● Quoted text
%%
# Heart shaped rug made from old sheets



## SimplyErin (May 29, 2014)

Here is few pictures of my last crochet rag rugs made with sheets. 

Thanks,

Erin Halvorsen

P.S. It is a shame that when I viewed my post 10 hours after posting that there is a huge advertisement right on my post and my pictures are not visible unless you click on the attachments.


----------



## My2butterflies (Jan 17, 2015)

Great job! And great idea to use up old sheets!


----------



## farmwoman59 (Aug 7, 2008)

What size strips did you cut the sheets into? It looks like a very good way to use the fitted sheets I have that are still in good shape everywhere except the middle.


----------



## SimplyErin (May 29, 2014)

I cut the strips of sheet yarn approximately 1 1/4" strip or a bit wider. I do not measure just eyeball it. Rag rug making is just so fun to me and I give them as presents.


----------



## farmwoman59 (Aug 7, 2008)

Thanks! Now to round up the old sheets!


----------



## Belfrybat (Feb 21, 2003)

Very, very nice. I'm trying to figure out how you got the heart shape.


----------



## SimplyErin (May 29, 2014)

I actually made a tutorial that is on YouTube that I show and teach how to get the heart shape. 

If you are a crocheter I can give you a breif description.

Four chain stitches at the bottom. Single crochet the next rows and add an extra crochet stitch on the on end of each row as you go up the V. 

Once you make the V as high as you want. Do 5 to 9 straight even single crochet row stitches. 

Establish the center and make it so you know where to end each lob of the heart. When you start each row of lob go to the 3rd stitch in so you are decreasing. This gives you the curve. 

I do the tutorial in 3 parts and show close ups and detail. You can view it if you would like to see all the little tricks. 


I made 3 of them they were so fun and easy (Once I worked out the bugs.)

[ame]https://www.youtube.com/watch?v=SXLP1OIzTvg[/ame]


----------



## LuLuToo (Dec 19, 2015)

Very nice!

LuLu


----------



## DW (May 10, 2002)

That is very cute...I need to remember this!


----------



## ladidotti (Dec 24, 2015)

This is such a great way to re-purpose "left-overs" that would otherwise wind up as rags or in the trash. I was wondering if you've ever done something in crochet with old t-shirts? I have a growing pile of them that I've "inherited" from family members and am not sure what approach to take since the t-shirts are various fabric blends. Considering the fact that they are used and a bit tired, should this even be an issue? 
If anyone has any pointers for this I would appreciate any advice that's out there. I haven't really started searching the internet on this yet, but if you can save me a step or two I will gladly accept!

Thanks, and happy "hooking"!


----------



## grannygardner (May 4, 2005)

ladidotti said:


> This is such a great way to re-purpose "left-overs" that would otherwise wind up as rags or in the trash. I was wondering if you've ever done something in crochet with old t-shirts? I have a growing pile of them that I've "inherited" from family members and am not sure what approach to take since the t-shirts are various fabric blends. Considering the fact that they are used and a bit tired, should this even be an issue?
%%
● Task instructions
1. Set down the part of the rug thread between "What size strips" and "them as presents.", inclusive.
2. Can you answer these from the rug thread above?
(a) About how wide did SimplyErin cut the strips of sheet?
(b) How many chain stitches start the heart at the bottom?
(c) How many of the heart rugs did SimplyErin make?

● Dataset section
%%
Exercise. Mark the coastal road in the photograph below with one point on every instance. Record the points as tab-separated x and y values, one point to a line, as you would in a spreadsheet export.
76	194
%%
● The replies
1.
What size strips did you cut the sheets into? It looks like a very good way to use the fitted sheets I have that are still in good shape everywhere except the middle.


----------



## SimplyErin (May 29, 2014)

I cut the strips of sheet yarn approximately 1 1/4" strip or a bit wider. I do not measure just eyeball it. Rag rug making is just so fun to me and I give them as presents.

2.
(a) Approximately 1 1/4" or a bit wider.
(b) Four.
(c) Three.